TASKS AND EXERCISES:
[1] Summarize the descriptive statistics help page in two sentences.
[2] In the descriptive statistics help page, rewrite the passage between "4. Click Generate" and "maximum, sample statistics (n-1)", inclusive, substituting "tick boxes" for "checkboxes".
[3] Using the descriptive statistics help page, list every statistic that the Parametric preset configures.

EXTRACT PROVIDED:
------------------------

On this page

Descriptive statistics

The Descriptive statistics module computes summary statistics for your selected variables. Pick the statistics you need, click the button, and get a results table — one row per variable.

How to use

  1. Select your variables
  2. Open Descriptive statistics from the menu
  3. Check the statistics you want (or apply a preset)
  4. Click Generate descriptive statistics

Results appear in up to two tables: one for numeric variables, one for categorical variables.

Presets

Two presets configure the checkboxes for common use cases:

  • Parametric — mean, standard deviation, minimum, maximum, sample statistics (n-1)
  • Nonparametric — median, minimum, maximum, quartiles (25%, 75%), sample statistics (n-1)

Applying a preset clears all other checkboxes first.

Available statistics

Central tendency

Measures of where the “center” of your data lies.

  • Mean — the arithmetic average. Most useful when data is roughly symmetric without extreme outliers.

  • Median — the middle value when data is sorted. More robust than the mean when data is skewed or contains outliers.

Mean vs. median: when these two are close, your data is roughly symmetric. When they diverge, something is pulling the mean away — usually outliers or skew. For example, if the mean salary is $75,000 but the median is $55,000, a few very high salaries are inflating the average. In such cases, the median better represents the “typical” value.

  • Mode — the most frequently occurring value. Can be meaningful for any variable type, but especially for categorical data. A variable can have multiple modes if several values share the highest frequency.

------------------------

ENTRIES SHOWN:
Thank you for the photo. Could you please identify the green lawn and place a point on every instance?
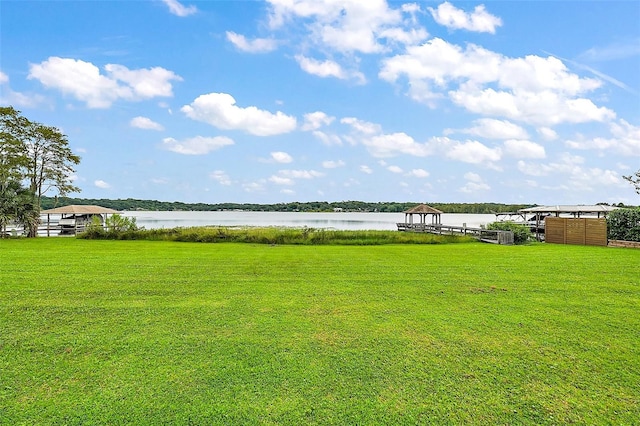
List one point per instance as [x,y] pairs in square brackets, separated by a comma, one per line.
[137,332]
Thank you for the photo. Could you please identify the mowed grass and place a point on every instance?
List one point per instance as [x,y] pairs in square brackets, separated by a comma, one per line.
[138,332]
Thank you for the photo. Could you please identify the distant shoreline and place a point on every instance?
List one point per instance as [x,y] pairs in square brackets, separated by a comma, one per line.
[131,204]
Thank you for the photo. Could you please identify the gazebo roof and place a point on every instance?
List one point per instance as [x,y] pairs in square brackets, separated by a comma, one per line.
[570,209]
[423,209]
[80,209]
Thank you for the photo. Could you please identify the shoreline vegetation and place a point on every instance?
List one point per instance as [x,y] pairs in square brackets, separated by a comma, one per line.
[131,204]
[126,229]
[146,332]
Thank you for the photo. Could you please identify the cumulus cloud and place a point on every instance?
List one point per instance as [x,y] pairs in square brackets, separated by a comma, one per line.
[523,149]
[257,45]
[328,68]
[281,180]
[198,145]
[383,145]
[532,89]
[101,184]
[316,120]
[330,164]
[419,173]
[457,19]
[300,174]
[220,110]
[145,123]
[474,184]
[221,177]
[84,81]
[178,9]
[473,152]
[9,97]
[490,128]
[349,25]
[624,139]
[281,157]
[327,138]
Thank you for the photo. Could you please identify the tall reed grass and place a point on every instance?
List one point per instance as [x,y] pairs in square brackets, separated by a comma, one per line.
[275,235]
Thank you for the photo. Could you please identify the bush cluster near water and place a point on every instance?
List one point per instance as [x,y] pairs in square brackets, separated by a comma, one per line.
[521,233]
[124,228]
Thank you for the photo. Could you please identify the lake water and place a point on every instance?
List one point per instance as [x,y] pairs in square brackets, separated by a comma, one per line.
[338,220]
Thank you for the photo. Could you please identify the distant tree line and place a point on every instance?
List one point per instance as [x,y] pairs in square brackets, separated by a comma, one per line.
[34,159]
[131,204]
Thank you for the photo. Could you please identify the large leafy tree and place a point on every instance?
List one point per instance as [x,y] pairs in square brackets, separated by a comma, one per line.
[634,180]
[50,162]
[37,155]
[17,205]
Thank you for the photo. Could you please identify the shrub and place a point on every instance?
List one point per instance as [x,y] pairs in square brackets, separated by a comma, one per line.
[521,233]
[624,224]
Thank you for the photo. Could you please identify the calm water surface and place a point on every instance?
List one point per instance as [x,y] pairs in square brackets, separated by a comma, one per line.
[348,221]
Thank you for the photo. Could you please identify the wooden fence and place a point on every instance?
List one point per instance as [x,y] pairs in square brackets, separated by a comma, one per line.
[582,231]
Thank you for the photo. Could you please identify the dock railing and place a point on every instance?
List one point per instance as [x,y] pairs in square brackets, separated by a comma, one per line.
[486,235]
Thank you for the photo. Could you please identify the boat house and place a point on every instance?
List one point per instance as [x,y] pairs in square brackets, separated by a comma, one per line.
[74,218]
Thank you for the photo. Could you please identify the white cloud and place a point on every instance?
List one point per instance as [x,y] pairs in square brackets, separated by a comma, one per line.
[101,184]
[474,183]
[490,128]
[83,81]
[547,133]
[621,49]
[330,164]
[257,45]
[523,149]
[145,123]
[254,186]
[531,89]
[542,108]
[453,18]
[328,68]
[221,177]
[363,127]
[176,8]
[625,140]
[326,138]
[473,177]
[281,157]
[316,120]
[349,25]
[473,152]
[300,174]
[9,97]
[384,145]
[219,110]
[280,180]
[419,173]
[198,145]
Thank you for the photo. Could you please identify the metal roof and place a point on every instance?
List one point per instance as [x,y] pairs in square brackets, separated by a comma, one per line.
[80,209]
[570,209]
[423,209]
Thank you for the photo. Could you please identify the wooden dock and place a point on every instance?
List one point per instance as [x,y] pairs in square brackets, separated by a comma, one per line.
[485,235]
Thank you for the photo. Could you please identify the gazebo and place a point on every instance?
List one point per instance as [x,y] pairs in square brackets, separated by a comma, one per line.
[423,211]
[74,217]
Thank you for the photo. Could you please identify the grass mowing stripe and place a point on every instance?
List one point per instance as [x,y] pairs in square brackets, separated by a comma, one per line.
[110,332]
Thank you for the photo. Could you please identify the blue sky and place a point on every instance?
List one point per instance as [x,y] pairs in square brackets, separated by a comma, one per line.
[305,100]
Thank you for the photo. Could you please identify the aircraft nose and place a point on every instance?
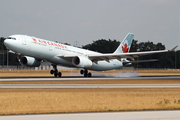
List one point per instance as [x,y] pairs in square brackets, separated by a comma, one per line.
[8,43]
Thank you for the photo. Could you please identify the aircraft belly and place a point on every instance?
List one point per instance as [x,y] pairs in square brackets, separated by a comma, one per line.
[103,66]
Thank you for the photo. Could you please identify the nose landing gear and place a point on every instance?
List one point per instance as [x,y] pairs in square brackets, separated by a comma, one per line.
[85,72]
[55,71]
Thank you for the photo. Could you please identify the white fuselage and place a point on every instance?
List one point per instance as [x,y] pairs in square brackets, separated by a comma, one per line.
[47,50]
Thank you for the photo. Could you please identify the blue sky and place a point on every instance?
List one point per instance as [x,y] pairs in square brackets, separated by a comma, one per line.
[85,21]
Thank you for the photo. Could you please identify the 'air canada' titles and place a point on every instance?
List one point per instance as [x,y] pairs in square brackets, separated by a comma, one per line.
[49,43]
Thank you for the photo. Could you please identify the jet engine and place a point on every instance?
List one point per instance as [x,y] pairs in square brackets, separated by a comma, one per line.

------------------------

OUTPUTS BY TASK:
[1] The Descriptive statistics module computes summary statistics for selected variables and shows the results in up to two tables, one for numeric variables and one for categorical variables. It offers Parametric and Nonparametric presets, and its central tendency measures are the mean, median, and mode, where a gap between mean and median usually signals outliers or skew.

[2]
4. Click Generate descriptive statistics

Results appear in up to two tables: one for numeric variables, one for categorical variables.

Presets

Two presets configure the tick boxes for common use cases:

  • Parametric — mean, standard deviation, minimum, maximum, sample statistics (n-1)

[3]
- mean
- standard deviation
- minimum
- maximum
- sample statistics (n-1)